* [Task directions]: Print the source records below line for line, with no changes.

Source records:
________________________
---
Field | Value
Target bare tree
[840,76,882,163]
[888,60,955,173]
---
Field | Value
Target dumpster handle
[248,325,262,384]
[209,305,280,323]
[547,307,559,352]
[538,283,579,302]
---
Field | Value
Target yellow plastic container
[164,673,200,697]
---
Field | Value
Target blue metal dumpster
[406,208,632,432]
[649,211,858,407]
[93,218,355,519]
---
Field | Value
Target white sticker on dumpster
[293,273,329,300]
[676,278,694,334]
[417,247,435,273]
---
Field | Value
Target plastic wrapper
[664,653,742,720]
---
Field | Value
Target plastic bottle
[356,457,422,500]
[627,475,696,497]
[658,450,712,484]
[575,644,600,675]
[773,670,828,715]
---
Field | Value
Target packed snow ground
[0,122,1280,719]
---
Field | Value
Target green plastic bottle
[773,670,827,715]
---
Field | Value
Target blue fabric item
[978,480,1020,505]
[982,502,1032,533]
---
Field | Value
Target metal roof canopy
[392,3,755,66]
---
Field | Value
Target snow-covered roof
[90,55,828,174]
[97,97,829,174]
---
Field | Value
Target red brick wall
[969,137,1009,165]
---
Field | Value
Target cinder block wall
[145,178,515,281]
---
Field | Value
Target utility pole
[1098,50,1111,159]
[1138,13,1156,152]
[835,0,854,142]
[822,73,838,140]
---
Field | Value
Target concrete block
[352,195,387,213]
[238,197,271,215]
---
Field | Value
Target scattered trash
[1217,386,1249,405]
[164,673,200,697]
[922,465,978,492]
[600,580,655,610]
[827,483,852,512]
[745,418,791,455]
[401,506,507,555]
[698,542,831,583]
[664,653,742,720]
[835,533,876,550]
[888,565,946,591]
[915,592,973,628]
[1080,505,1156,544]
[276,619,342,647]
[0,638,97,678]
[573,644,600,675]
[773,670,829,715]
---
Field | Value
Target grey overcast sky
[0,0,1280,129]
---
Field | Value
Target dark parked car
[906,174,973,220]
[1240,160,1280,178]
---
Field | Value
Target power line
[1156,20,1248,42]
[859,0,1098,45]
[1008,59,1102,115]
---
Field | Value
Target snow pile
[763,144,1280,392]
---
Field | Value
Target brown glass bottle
________________________
* [Solution below]:
---
Field | Value
Target bare tree
[840,76,882,163]
[888,60,955,173]
---
Field | Value
Target dumpster handle
[248,325,262,384]
[209,305,280,323]
[547,307,559,352]
[538,283,579,302]
---
Field | Value
Target yellow plastic container
[164,673,200,697]
---
Field | Value
Target blue metal dumpster
[406,208,632,432]
[649,211,858,407]
[93,218,355,519]
---
Field | Value
Target white sticker on dumpster
[293,273,329,300]
[676,278,694,334]
[417,247,435,273]
---
Field | Value
Target plastic wrapper
[664,653,742,720]
---
Field | Value
Target plastic bottle
[356,457,422,500]
[627,475,696,497]
[658,450,712,484]
[575,644,600,675]
[773,670,828,715]
---
Field | Value
Target packed snow ground
[0,122,1280,719]
---
Field | Value
Target green plastic bottle
[773,670,827,715]
---
Field | Value
Target blue fabric item
[978,480,1020,505]
[982,502,1032,533]
---
Field | Value
Target metal roof canopy
[392,3,755,66]
---
Field | Value
Target snow-covered roof
[90,55,828,174]
[97,97,829,174]
---
Field | Value
Target red brick wall
[969,137,1009,165]
---
Field | Value
Target cinder block wall
[145,178,515,281]
---
Field | Value
Target utility pole
[1098,50,1111,159]
[1138,13,1156,152]
[835,0,854,142]
[822,73,838,140]
---
Field | Value
Target concrete block
[352,195,387,213]
[238,197,271,215]
---
Field | Value
Target scattered trash
[1217,386,1249,405]
[164,673,200,697]
[922,465,978,492]
[600,580,655,610]
[827,483,852,512]
[745,418,791,455]
[401,506,507,555]
[698,542,831,583]
[664,653,742,720]
[835,533,876,550]
[888,565,946,591]
[915,592,973,628]
[1080,505,1156,544]
[276,619,342,647]
[0,638,97,678]
[573,644,600,675]
[773,670,829,715]
---
Field | Value
Target grey overcast sky
[0,0,1280,129]
---
Field | Value
Target dark parked car
[906,174,973,220]
[1240,160,1280,178]
---
Field | Value
Target power line
[1156,20,1248,42]
[859,0,1098,45]
[1008,59,1102,115]
---
Field | Value
Target snow pile
[763,144,1280,392]
---
Field | Value
Target brown glass bottle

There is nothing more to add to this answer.